▶ **TASK INSTRUCTIONS**
Repeat back the listing below, word for word and in full.

▶ **MATERIAL FOR THIS EXERCISE**
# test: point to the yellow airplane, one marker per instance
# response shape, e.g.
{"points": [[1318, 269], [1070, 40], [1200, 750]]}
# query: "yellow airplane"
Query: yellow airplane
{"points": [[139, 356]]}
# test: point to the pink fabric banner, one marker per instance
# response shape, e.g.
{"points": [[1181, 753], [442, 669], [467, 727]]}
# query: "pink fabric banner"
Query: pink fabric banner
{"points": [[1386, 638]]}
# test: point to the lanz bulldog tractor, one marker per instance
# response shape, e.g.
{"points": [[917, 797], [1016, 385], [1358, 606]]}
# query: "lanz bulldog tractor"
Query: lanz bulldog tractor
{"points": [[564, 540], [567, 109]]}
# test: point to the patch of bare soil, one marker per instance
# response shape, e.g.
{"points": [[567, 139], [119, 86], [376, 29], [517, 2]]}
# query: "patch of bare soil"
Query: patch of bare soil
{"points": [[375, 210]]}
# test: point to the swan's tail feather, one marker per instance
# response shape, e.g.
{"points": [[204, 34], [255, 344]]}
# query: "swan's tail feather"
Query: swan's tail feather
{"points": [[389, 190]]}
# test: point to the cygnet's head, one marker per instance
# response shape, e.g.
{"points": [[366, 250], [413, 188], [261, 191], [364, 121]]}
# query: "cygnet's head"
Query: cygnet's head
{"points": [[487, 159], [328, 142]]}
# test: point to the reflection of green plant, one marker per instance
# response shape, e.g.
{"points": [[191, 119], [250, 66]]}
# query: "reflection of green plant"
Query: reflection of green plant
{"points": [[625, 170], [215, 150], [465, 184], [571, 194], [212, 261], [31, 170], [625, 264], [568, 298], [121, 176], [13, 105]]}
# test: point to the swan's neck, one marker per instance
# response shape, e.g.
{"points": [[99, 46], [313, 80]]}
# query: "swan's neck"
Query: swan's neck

▶ **RESPONSE FOR THIS EXERCISE**
# test: point to the yellow airplane, one marker per instance
# response shape, e.g.
{"points": [[1318, 269], [1070, 40], [1200, 750]]}
# query: "yellow airplane"
Query: yellow airplane
{"points": [[139, 356]]}
# test: point to the pink fabric banner, one marker per instance
# response shape, e.g.
{"points": [[1181, 753], [442, 669], [467, 727]]}
# query: "pink fabric banner"
Query: pink fabric banner
{"points": [[1386, 638]]}
# test: point to the lanz bulldog tractor, one marker per instance
# response shape, e.g.
{"points": [[917, 797], [1016, 385], [1358, 606]]}
# query: "lanz bulldog tractor"
Query: lanz bulldog tractor
{"points": [[564, 540], [567, 109]]}
# test: point to the patch of bare soil, one marker per instance
# response shape, e.g.
{"points": [[567, 139], [119, 86], [376, 29], [517, 2]]}
# query: "patch of bare soil"
Query: patch of bare soil
{"points": [[375, 210]]}
# test: point to the swan's tail feather, one marker per instance
# response shape, e.g.
{"points": [[204, 34], [255, 344]]}
# query: "swan's tail feather"
Query: swan's tail feather
{"points": [[389, 190]]}
# test: point to the cygnet's head, one marker per instance
# response shape, e.g.
{"points": [[366, 250], [413, 188], [261, 191], [364, 121]]}
# query: "cygnet's head"
Query: cygnet's head
{"points": [[487, 159], [328, 142]]}
# test: point to the reflection of green plant, one marker per instance
# response shape, e.g.
{"points": [[191, 119], [250, 66]]}
# query: "reflection of green plant"
Query: reflection of green plant
{"points": [[625, 170], [215, 150], [465, 184], [571, 194], [212, 261], [31, 170], [625, 264], [568, 298], [121, 176], [13, 105]]}
# test: point to the swan's neck, one marker per instance
# response shape, e.g.
{"points": [[99, 46], [313, 80]]}
# query: "swan's neck"
Query: swan's neck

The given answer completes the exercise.